### DO THIS:
In the records below, find the line containing "TARGET = player's outstretched arm" and repeat it and every line after it exactly, without pictures.

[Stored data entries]
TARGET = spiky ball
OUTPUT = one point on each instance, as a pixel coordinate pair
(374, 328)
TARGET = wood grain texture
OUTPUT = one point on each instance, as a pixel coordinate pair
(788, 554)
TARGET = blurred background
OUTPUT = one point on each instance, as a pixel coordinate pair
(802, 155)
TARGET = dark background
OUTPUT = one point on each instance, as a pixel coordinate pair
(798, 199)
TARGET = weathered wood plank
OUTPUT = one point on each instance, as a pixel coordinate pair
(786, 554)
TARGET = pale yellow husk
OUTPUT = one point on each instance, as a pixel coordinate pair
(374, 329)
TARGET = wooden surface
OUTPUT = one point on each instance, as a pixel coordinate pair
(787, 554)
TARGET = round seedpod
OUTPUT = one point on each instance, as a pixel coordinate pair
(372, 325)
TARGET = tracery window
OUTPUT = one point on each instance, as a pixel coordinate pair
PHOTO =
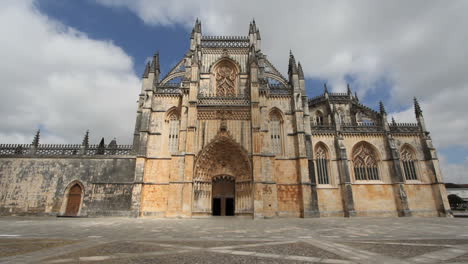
(225, 74)
(365, 163)
(275, 132)
(319, 118)
(321, 159)
(173, 133)
(408, 160)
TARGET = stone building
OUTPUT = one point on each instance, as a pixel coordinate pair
(225, 133)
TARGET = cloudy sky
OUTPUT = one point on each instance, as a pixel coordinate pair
(69, 66)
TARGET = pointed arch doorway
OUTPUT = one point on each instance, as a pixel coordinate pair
(222, 179)
(74, 198)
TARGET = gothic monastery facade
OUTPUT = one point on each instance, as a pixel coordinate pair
(225, 133)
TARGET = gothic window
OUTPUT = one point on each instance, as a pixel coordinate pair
(321, 159)
(225, 74)
(365, 163)
(275, 132)
(408, 160)
(319, 118)
(173, 133)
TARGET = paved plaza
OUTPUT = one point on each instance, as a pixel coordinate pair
(233, 240)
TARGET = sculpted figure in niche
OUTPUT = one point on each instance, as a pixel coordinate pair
(225, 79)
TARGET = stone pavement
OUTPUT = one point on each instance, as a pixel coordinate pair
(233, 240)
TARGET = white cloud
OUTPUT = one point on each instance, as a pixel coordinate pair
(454, 173)
(418, 46)
(61, 80)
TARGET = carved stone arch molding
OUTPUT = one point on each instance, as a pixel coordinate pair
(222, 156)
(225, 77)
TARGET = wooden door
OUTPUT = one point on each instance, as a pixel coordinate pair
(74, 200)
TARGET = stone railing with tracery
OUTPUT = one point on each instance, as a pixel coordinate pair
(206, 100)
(225, 42)
(64, 150)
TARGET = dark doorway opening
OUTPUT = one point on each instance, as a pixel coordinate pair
(230, 206)
(216, 206)
(74, 200)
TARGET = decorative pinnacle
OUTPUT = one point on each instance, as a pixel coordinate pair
(146, 73)
(36, 138)
(86, 139)
(417, 108)
(197, 27)
(300, 72)
(382, 108)
(292, 67)
(155, 63)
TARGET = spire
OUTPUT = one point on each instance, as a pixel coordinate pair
(145, 74)
(155, 63)
(299, 70)
(417, 108)
(382, 108)
(36, 138)
(101, 148)
(197, 27)
(86, 139)
(292, 67)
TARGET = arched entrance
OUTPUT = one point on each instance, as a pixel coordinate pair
(223, 179)
(74, 200)
(224, 192)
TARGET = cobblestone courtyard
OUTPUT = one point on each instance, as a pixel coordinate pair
(231, 240)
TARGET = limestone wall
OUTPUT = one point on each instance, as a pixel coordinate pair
(37, 186)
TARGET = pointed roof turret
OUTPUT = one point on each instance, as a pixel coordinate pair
(146, 72)
(325, 88)
(300, 71)
(86, 139)
(155, 63)
(292, 67)
(35, 142)
(101, 148)
(197, 27)
(417, 108)
(382, 108)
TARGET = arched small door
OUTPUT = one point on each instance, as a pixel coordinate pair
(74, 200)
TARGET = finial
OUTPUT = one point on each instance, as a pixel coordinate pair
(101, 148)
(382, 108)
(300, 72)
(417, 108)
(155, 63)
(86, 139)
(292, 67)
(36, 138)
(198, 26)
(146, 72)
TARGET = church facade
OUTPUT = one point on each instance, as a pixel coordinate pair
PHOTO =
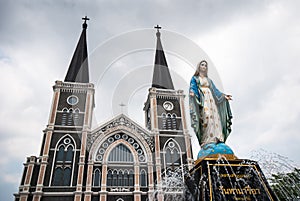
(117, 161)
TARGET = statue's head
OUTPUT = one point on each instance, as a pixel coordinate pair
(202, 68)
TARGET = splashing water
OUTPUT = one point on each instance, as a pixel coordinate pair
(282, 174)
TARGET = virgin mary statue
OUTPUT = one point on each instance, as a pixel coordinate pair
(209, 108)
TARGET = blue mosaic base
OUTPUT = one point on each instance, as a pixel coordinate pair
(212, 148)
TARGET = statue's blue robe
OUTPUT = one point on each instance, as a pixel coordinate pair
(196, 103)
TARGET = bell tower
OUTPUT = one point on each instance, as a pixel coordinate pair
(61, 164)
(165, 118)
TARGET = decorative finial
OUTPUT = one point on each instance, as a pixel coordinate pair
(122, 105)
(84, 25)
(158, 28)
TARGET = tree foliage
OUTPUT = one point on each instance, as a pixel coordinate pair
(286, 186)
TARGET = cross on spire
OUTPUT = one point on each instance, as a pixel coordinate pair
(85, 19)
(84, 25)
(157, 27)
(122, 105)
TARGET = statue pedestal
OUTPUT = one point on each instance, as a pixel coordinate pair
(228, 179)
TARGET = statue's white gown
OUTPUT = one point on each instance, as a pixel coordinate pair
(211, 124)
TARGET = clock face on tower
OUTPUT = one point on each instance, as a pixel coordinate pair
(72, 100)
(168, 105)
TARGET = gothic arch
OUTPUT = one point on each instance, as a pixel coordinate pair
(170, 148)
(64, 162)
(133, 134)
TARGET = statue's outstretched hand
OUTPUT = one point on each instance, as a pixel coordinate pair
(228, 97)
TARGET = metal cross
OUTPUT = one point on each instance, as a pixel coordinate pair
(157, 27)
(85, 19)
(122, 105)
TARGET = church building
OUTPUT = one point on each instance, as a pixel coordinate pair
(119, 160)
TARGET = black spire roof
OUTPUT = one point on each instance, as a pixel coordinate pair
(161, 75)
(79, 69)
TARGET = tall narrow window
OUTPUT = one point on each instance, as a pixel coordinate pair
(126, 178)
(109, 178)
(115, 178)
(97, 177)
(76, 117)
(143, 178)
(64, 116)
(70, 117)
(169, 121)
(131, 178)
(164, 121)
(174, 122)
(172, 157)
(63, 163)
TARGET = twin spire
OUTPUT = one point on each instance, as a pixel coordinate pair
(79, 72)
(79, 69)
(161, 74)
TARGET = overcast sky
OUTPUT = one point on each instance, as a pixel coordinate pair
(253, 45)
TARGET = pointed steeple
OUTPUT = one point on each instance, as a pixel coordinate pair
(161, 75)
(79, 69)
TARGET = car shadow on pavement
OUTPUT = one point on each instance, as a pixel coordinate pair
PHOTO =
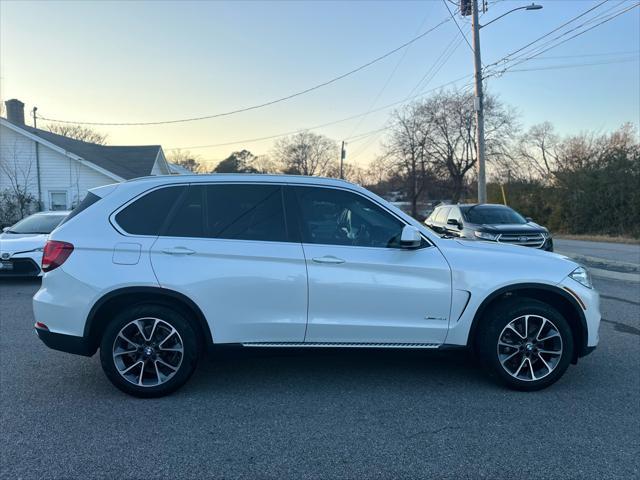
(269, 369)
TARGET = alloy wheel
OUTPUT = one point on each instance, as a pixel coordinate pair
(529, 347)
(147, 352)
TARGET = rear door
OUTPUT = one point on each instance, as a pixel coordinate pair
(229, 248)
(364, 288)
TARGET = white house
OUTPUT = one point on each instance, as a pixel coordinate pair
(58, 170)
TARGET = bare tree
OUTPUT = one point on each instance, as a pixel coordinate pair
(265, 164)
(436, 137)
(238, 162)
(77, 132)
(406, 151)
(19, 170)
(306, 153)
(186, 159)
(537, 152)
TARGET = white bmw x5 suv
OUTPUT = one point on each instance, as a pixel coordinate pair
(155, 271)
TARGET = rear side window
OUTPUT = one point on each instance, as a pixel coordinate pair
(231, 211)
(89, 200)
(146, 215)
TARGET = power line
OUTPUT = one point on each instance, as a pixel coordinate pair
(582, 55)
(391, 75)
(538, 49)
(540, 52)
(547, 34)
(574, 65)
(265, 104)
(429, 75)
(292, 132)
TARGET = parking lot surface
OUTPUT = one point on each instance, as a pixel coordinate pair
(320, 414)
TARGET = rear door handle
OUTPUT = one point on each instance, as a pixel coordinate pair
(178, 251)
(328, 259)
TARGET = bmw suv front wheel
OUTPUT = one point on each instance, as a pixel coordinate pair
(526, 343)
(149, 350)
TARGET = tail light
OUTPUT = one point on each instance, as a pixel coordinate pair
(55, 253)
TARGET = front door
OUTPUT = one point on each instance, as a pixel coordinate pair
(364, 288)
(228, 248)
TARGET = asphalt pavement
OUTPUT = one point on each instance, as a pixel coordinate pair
(320, 414)
(615, 252)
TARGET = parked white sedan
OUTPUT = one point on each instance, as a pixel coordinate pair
(21, 244)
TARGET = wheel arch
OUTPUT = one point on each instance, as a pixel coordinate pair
(129, 296)
(555, 296)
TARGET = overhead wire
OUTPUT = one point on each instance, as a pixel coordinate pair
(261, 105)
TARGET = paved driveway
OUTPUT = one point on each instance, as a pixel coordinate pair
(320, 414)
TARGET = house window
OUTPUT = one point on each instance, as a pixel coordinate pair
(58, 201)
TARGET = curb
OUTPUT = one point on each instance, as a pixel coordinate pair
(611, 275)
(610, 269)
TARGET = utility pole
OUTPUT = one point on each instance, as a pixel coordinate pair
(343, 154)
(479, 105)
(37, 151)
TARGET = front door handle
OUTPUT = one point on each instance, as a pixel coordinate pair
(178, 251)
(328, 259)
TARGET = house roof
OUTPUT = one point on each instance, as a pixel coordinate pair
(124, 161)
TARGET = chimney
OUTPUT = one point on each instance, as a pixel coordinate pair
(15, 111)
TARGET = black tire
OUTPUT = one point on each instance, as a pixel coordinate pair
(494, 324)
(186, 363)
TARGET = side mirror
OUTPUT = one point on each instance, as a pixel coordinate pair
(410, 237)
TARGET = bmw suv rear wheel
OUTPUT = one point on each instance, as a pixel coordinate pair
(149, 350)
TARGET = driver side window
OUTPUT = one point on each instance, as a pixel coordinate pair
(337, 217)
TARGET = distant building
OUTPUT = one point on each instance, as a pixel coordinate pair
(58, 170)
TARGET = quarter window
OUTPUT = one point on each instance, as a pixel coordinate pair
(336, 217)
(146, 215)
(231, 211)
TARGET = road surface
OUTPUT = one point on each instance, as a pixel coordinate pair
(320, 414)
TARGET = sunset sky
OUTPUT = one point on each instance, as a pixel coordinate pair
(154, 61)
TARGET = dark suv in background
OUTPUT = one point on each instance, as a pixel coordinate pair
(493, 223)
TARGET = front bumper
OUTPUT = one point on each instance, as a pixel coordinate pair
(65, 343)
(589, 299)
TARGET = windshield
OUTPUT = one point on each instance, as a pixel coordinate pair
(37, 224)
(483, 214)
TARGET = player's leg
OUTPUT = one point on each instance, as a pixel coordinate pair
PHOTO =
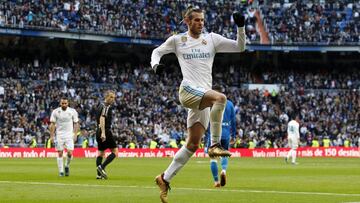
(99, 158)
(198, 98)
(183, 155)
(110, 143)
(59, 146)
(290, 151)
(217, 102)
(69, 144)
(195, 133)
(110, 158)
(225, 143)
(215, 172)
(101, 154)
(293, 155)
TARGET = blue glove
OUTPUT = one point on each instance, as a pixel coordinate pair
(239, 19)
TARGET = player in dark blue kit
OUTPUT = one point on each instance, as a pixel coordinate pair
(228, 134)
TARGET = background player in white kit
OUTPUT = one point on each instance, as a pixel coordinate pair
(293, 136)
(65, 120)
(196, 51)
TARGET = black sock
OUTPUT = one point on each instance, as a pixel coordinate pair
(108, 160)
(98, 162)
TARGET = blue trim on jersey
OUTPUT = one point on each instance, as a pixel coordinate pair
(193, 91)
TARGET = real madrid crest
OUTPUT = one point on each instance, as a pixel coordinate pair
(203, 42)
(183, 39)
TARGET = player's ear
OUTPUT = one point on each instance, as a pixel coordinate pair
(187, 20)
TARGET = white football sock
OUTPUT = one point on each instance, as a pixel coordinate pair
(289, 154)
(180, 159)
(68, 159)
(293, 156)
(60, 162)
(216, 117)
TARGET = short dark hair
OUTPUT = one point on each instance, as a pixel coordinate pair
(218, 88)
(64, 98)
(190, 10)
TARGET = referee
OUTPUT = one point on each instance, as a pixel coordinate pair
(104, 135)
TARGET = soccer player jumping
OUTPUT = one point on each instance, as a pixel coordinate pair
(195, 51)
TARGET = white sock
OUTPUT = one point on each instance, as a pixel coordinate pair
(180, 159)
(293, 156)
(216, 116)
(289, 154)
(68, 159)
(60, 161)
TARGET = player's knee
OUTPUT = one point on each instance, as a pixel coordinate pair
(221, 98)
(192, 146)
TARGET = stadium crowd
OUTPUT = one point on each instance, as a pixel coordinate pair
(147, 108)
(143, 19)
(335, 22)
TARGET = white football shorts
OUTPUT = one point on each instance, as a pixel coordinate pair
(190, 97)
(293, 143)
(64, 142)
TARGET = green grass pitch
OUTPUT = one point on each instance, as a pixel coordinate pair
(132, 180)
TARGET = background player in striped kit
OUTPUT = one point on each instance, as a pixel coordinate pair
(104, 135)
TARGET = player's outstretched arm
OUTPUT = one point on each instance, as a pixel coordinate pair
(167, 47)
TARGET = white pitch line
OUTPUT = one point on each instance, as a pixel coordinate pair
(180, 188)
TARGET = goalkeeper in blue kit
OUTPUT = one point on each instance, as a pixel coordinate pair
(228, 134)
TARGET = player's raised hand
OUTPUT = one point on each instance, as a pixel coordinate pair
(239, 19)
(103, 137)
(158, 68)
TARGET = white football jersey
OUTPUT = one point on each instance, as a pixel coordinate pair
(196, 56)
(293, 130)
(64, 121)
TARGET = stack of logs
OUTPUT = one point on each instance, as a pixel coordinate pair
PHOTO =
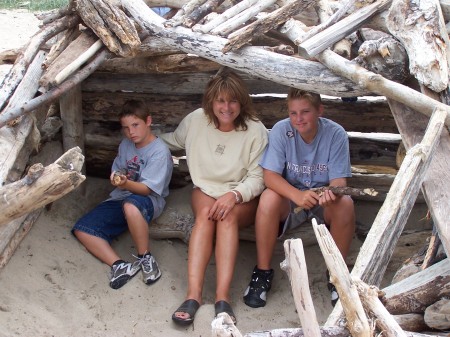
(124, 47)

### EXERCISE RESPONSE:
TARGET = player's outstretched arm
OUTPUT = one point on each instance, as a pixel coordinate pair
(167, 47)
TARGET = white pitch line
OUTPUT = one point on each instance, as a pixel coordinate pair
(180, 188)
TARGET = goalkeeper in blue kit
OUTPUT = one point on each instance, as a pixel coordinate pair
(228, 134)
TARGET = player's raised hand
OUTPUT = one point on each instance, as a pixel coordinate pair
(239, 19)
(103, 137)
(158, 68)
TARGET = white football jersey
OUTPUT = one point on each instance, as a pixel coordinate pair
(196, 56)
(293, 130)
(64, 121)
TARGET = stack of logs
OUTPUT = one point on each instance, as a pixel coordinate pair
PHOTO =
(124, 47)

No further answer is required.